Condense the paragraph in the messaging passage below that begins "A message bus, event bus, or service bus" into a short bulleted list that keeps its main facts.

## [GIVEN PASSAGE]
----------------------------------------

Figure 4.1 shows a publisher interacting with several message queues.

Figure 4.1 – Each message queue ensures that each application gets the exact data it needs and nothing more

The unfortunate thing here is that one bad message can spell trouble for the other messages waiting in the queue, and so we have to consider this potential downside. We also have to consider that we have our first chink in the armor. Messages are also discarded after they are read, so special provisions need to be made for messages that were not processed successfully.

While message queues do have their uses and bring a certain level of reliability to our system design, in a distributed system, they can be a bit inefficient and introduce some cons that we might not be prepared to live with. In that event, we turn our attention to a more distributed messaging setup such as a message bus. We will discuss this next.

Understanding message bus systems

A message bus, event bus, or service bus provides interfaces, where one published message can be processed by multiple or competing subscribers. This is advantageous in scenarios where we need to publish the same data to multiple applications or services. This way, we do not need to connect to multiple queues to send a message, but we can have one connection, complete one send action, and not worry about the rest.

Figure 4.2 shows a publisher interacting with a message, which has several consumers.

Figure 4.2 – This message bus has several consumers or subscribers listening for messages

Going back to our scenario where booking an appointment has several operational concerns, we can use a message bus to distribute data to the relevant services and allow them to complete their operations in their own time. Instead of making direct calls to the other APIs, our appointment booking API will create a message and place it on the message bus. The email and calendar services are subscribed to the message bus and process the message accordingly.

----------------------------------------

## [DATASET RECORDS]
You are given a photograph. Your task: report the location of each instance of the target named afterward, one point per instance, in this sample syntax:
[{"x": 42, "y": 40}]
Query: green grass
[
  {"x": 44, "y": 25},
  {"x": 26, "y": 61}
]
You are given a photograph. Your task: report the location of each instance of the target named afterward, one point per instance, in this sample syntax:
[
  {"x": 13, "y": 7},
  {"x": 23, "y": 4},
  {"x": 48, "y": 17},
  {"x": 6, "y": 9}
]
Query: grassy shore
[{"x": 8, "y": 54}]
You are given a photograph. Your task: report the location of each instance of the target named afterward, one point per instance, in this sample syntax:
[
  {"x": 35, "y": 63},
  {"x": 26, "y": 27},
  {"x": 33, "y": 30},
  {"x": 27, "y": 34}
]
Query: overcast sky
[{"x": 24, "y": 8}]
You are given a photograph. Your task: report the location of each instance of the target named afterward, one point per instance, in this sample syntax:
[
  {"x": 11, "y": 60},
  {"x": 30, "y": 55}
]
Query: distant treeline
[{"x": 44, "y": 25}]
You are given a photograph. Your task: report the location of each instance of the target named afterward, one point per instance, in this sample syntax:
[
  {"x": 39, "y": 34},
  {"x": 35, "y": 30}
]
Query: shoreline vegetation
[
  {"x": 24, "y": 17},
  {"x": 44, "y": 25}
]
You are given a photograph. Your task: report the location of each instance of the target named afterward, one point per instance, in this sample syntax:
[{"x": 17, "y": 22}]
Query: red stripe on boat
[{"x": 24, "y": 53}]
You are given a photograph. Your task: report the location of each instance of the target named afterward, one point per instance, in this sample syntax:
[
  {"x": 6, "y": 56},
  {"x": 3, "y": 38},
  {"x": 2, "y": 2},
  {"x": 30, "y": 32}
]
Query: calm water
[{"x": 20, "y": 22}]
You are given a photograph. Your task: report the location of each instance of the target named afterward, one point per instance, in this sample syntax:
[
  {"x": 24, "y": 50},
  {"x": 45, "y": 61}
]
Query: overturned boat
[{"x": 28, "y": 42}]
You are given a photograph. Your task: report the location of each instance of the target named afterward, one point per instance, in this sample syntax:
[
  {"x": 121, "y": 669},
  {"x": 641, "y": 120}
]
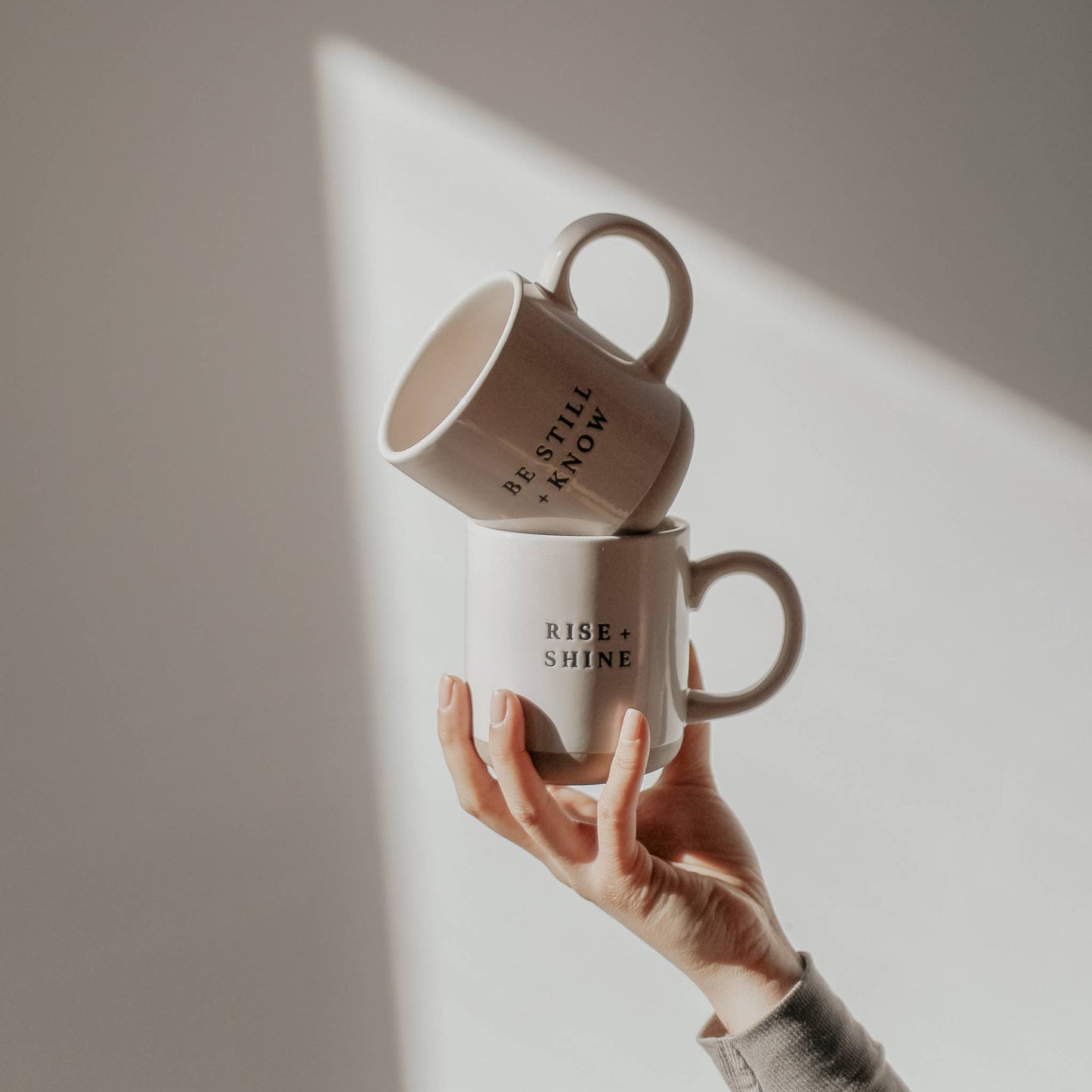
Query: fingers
[
  {"x": 691, "y": 765},
  {"x": 620, "y": 852},
  {"x": 530, "y": 804},
  {"x": 478, "y": 794}
]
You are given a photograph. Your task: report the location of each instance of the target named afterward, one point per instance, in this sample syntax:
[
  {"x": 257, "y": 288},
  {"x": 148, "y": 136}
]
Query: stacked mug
[{"x": 566, "y": 453}]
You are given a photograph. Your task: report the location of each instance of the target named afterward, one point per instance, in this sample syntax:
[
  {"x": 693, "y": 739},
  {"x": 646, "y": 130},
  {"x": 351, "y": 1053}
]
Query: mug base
[
  {"x": 590, "y": 768},
  {"x": 657, "y": 500}
]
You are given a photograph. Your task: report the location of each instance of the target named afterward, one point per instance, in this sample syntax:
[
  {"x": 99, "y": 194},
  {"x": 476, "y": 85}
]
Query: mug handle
[
  {"x": 701, "y": 704},
  {"x": 554, "y": 280}
]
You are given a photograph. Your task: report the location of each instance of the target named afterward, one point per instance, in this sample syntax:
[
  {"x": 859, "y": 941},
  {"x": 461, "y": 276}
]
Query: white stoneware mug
[
  {"x": 584, "y": 627},
  {"x": 523, "y": 416}
]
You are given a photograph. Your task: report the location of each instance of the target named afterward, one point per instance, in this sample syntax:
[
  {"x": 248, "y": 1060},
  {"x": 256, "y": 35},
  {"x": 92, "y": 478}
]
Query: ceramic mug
[
  {"x": 519, "y": 413},
  {"x": 584, "y": 627}
]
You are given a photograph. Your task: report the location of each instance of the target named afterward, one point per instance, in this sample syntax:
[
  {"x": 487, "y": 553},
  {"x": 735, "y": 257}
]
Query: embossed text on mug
[
  {"x": 601, "y": 633},
  {"x": 571, "y": 419}
]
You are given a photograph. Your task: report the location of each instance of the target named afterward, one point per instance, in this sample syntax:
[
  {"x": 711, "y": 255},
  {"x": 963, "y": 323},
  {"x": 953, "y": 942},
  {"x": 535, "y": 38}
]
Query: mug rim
[
  {"x": 405, "y": 454},
  {"x": 670, "y": 525}
]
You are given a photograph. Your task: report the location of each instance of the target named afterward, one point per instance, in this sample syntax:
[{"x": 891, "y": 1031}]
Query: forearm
[{"x": 809, "y": 1041}]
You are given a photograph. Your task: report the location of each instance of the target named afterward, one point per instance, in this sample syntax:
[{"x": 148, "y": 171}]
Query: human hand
[{"x": 673, "y": 863}]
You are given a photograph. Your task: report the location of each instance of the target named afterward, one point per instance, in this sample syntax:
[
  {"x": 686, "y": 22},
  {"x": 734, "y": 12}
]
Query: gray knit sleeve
[{"x": 809, "y": 1043}]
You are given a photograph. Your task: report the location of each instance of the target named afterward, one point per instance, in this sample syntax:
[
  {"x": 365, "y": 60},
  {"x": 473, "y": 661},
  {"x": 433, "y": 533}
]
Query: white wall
[
  {"x": 917, "y": 793},
  {"x": 193, "y": 883}
]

----------------------------------------

## [SOLUTION FOR THIS TASK]
- A message bus, also called an event bus or service bus, provides interfaces through which one published message can be processed by multiple or competing subscribers.
- This helps when the same data must be published to multiple applications or services.
- Sending a message takes one connection and one send action rather than connections to multiple queues.